**TESTO DA LEGGERE**.
■ ■ ■ ■

Le eruzioni esplosive e il piano di emergenza del Vesuvio
In Italia esistono numerosi vulcani attivi. Alcuni, come l’Etna, sono caratterizzati prevalentemente da attività effusiva (emissioni di colate laviche), altri da attività prevalentemente esplosiva, come i Campi Flegrei, Il Vesuvio e Vulcano, le cui eruzioni consistono per lo più nell’espulsione violenta di getti di gas carichi di frammenti incandescenti di magma e materiale solido. Le colate laviche possono causare ingenti danni, ma sono raramente pericolose per l’uomo; di conseguenza i piani di emergenza possono essere attuati a eruzione iniziata.

■ ■ ■ ■

**VOCI ESTRATTE**.
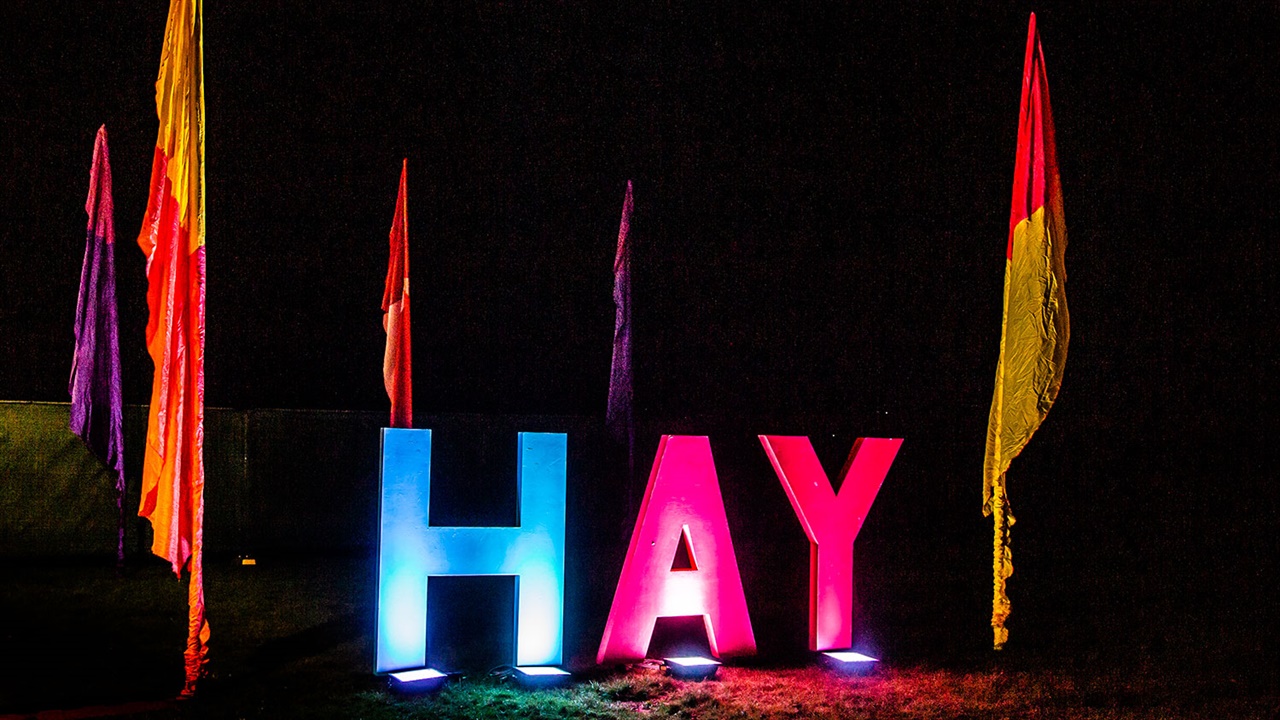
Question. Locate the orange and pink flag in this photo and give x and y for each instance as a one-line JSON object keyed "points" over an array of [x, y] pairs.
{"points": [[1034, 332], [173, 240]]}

■ ■ ■ ■

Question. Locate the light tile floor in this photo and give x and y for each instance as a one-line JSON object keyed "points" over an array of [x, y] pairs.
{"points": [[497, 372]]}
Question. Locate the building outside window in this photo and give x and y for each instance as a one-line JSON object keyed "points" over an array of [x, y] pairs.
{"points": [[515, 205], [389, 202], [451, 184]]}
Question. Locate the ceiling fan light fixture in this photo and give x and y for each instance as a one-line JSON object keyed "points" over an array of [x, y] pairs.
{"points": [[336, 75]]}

■ ■ ■ ■

**COMPITO BREVE**. Per favore, riprendi il testo sulle eruzioni esplosive e il piano di emergenza del Vesuvio e proseguilo dopo la sua ultima frase.

**RISPOSTA SCRITTA**.
L’unica forma di difesa dalle eruzioni esplosive è, invece, la tempestiva evacuazione della popolazione dalle zone minacciate. Affinché le misure di protezione possano essere adottate in modo efficace e in tempo utile, è necessario disporre sia di una rete permanente di sorveglianza, che consenta di prevedere con sufficiente anticipo la ripresa dell’attività eruttiva, sia di uno scenario scientificamente attendibile dei più probabili fenomeni eruttivi attesi. Un’eruzione esplosiva simile a quella sub-pliniana del 1631 viene considerata come l’evento di riferimento per la stesura del piano di emergenza del Vesuvio, predisposto dal Dipartimento di Protezione Civile nel 1995 e continuamente aggiornato e diffuso nelle scuole e tra la popolazione. Il Piano di Emergenza prevede una riattivazione del vulcano preceduta da fenomeni precursori connessi alla salita del magma, rilevati dal sistema di monitoraggio predisposto dell’INGV-Osservatorio Vesuviano.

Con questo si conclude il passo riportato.